#### [SET TASKS]
1. In the text on writing IPS components, which function replaces init when a simulation is restarted from a previous simulation step?
2. Translate this sentence from the text on writing IPS components into Spanish: "All of the files marked as restart files in the configuration file are automatically staged to the checkpoint area."

#### [TEXT EXTRACT]
Once you have a plan for constructing, managing and analyzing the results of your simulation(s), it is time to begin preparation.
A Brief Introduction to Writing and Modifying Components¶
In many cases, new components or modifications to existing components need to be made. In this section, the anatomy of a component and a driver are explained for a simple invocation style of execution. (see Advanced User Guide for more information on creating components and drivers with complex logic, parallelism and asynchronous control flow).
Each component is derived from the Component
class, meaning that each IPS component inherits a few base capabilities, and then must augment them. Each IPS component must implement the following function bodies for the component class:
init(self, timeStamp=0)
- This function performs pre-simulation setup activities such as reading in global configuration parameters, checking configuration parameters, updating input files and internal state. (Component configuration parameters are populated before
init
is ever called.) step(self, timeStamp=0)
- This function is the main part of the component. It is responsible for launching any tasks, and managing the input, output and plasma state during the course of the step.
finalize(self, timeStamp=0)
- This function is called after the simulation has completed and performs any clean up that is required by the component. Typically there is nothing to do.
checkpoint(self, timeStamp=0)
- This function performs a checkpoint for the component. All of the files marked as restart files in the configuration file are automatically staged to the checkpoint area. If the component has any internal knowledge or logic, or if there are any additional files that are needed to restart, this should be done explicitly here.
restart(self, timeStamp=0)
- This function replaces
init
when restarting a simulation from a previous simulation step. It should read in data from the appropriate files and set up the component so that it is ready to compute the next step.
To create a new component, there are two ways to do it, start from “scratch” by copying and renaming the skeleton component (skeleton_comp.py
) to your desired location [1], or by modifying an existing component (e.g., example_comp.py
). When creating your new component, keep in mind that it should be somewhat general and usable in multiple contexts. In general, for things that change often, you will want to use component configuration variables or input files to drive the logic or set parameters for the tasks. For more in depth information about how to create components and add them to the build process, see Developing Drivers and Components for IPS Simulations.
When changing an existing component that will diverge from the existing version, be sure to create a new version. If you are editing an existing component to make it better, be sure to document what you changexs.

#### [EXTRACTED INFORMATION]

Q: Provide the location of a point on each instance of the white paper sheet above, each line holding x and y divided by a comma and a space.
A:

==

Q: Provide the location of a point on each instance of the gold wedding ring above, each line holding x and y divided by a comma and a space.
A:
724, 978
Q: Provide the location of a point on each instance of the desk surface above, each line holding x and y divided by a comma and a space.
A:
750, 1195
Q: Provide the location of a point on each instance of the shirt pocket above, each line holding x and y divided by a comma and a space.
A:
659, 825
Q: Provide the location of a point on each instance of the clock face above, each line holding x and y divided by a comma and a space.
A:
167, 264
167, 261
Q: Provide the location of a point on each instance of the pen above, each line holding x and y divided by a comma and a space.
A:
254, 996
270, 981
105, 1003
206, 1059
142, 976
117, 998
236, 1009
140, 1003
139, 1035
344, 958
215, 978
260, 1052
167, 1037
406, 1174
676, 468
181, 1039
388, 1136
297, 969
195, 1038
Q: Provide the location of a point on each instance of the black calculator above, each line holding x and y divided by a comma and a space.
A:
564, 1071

#### [SOLUTIONS BY TASK]
1. The restart function, restart(self, timeStamp=0), replaces init.

2. Todos los archivos marcados como archivos de reinicio en el archivo de configuración se colocan automáticamente en el área de puntos de control.